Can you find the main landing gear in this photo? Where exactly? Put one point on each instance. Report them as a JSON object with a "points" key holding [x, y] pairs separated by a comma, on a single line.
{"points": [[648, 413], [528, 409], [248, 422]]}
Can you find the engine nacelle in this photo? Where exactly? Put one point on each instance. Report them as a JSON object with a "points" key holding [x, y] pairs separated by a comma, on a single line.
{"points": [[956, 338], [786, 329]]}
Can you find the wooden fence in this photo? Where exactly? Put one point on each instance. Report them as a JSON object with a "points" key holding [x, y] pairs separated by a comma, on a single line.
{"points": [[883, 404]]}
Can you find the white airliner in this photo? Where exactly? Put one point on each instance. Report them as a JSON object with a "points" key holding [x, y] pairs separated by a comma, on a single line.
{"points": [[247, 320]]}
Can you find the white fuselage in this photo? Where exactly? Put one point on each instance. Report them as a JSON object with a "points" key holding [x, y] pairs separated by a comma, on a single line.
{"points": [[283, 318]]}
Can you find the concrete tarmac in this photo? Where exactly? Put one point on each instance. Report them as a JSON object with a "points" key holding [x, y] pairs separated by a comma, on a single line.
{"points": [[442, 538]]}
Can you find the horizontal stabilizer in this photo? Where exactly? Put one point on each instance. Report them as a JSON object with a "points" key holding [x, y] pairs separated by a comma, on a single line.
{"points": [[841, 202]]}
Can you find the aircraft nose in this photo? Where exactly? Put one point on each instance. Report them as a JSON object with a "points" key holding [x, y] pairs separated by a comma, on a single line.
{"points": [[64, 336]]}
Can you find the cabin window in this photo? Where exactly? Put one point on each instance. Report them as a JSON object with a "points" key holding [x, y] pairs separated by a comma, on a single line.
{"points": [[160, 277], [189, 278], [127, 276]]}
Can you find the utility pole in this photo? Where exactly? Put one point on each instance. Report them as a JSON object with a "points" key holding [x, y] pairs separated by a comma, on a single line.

* * * * * * * * *

## What you have to do
Restate the records above in full, keeping each line exactly as it stands.

## Your solution
Can you find the main landing gear in this photo? Where exactly? Put one point on each instance. Report them as a JSON object with a "points" key holding [x, y] pairs separated by a comma, on a single line.
{"points": [[648, 413], [528, 409], [248, 422]]}
Can you find the engine nacelle in this photo? Where exactly? Put one point on each instance. Report them as a JSON object with a "points" key holding [x, y] pairs separated by a comma, on a single line.
{"points": [[956, 338], [786, 329]]}
Can you find the wooden fence in this photo? Where exactly? Put one point on each instance. Report them as a JSON object with a "points" key holding [x, y] pairs separated by a comma, on a single line.
{"points": [[883, 404]]}
Can you find the white airliner in this photo? Where exactly? Put one point on each instance. Report them as a JSON object with a "points" key holding [x, y] pairs separated by a comma, on a single line.
{"points": [[247, 320]]}
Can you find the white fuselage in this photo? Where exactly? Put one point on each instance. Report them as a JSON object with a "points" key holding [x, y] pairs separated by a comma, on a single line.
{"points": [[283, 318]]}
Can you find the concrete tarmac in this photo? Where exactly? Put one point on each instance. Report them as a JSON object with a "points" key holding [x, y] pairs separated by a comma, on a single line.
{"points": [[442, 538]]}
Can you find the horizontal stabilizer in this photo? Where exactly? Put one point on each instance. Report them as a JSON object with a "points" key holding [x, y] pairs separated by a comma, on a single line.
{"points": [[841, 202]]}
Can you find the aircraft nose in this photo? Where exactly? Put one point on each instance. Report them as a JSON object with a "points" key holding [x, y] pairs separated by a comma, on a single line.
{"points": [[64, 336]]}
Can you find the cabin window in this photo? Where exactly? Put one point on each instance. Report them as a JSON object with a "points" key holding [x, y] pairs separated by a comma, on a single line.
{"points": [[160, 277], [189, 278], [127, 276]]}
Can you find the utility pole in this photo? Where exactly? Put one point on each instance. Report them as a JSON object with a "points" key holding [x, y] pairs separated by a comma, on a single line.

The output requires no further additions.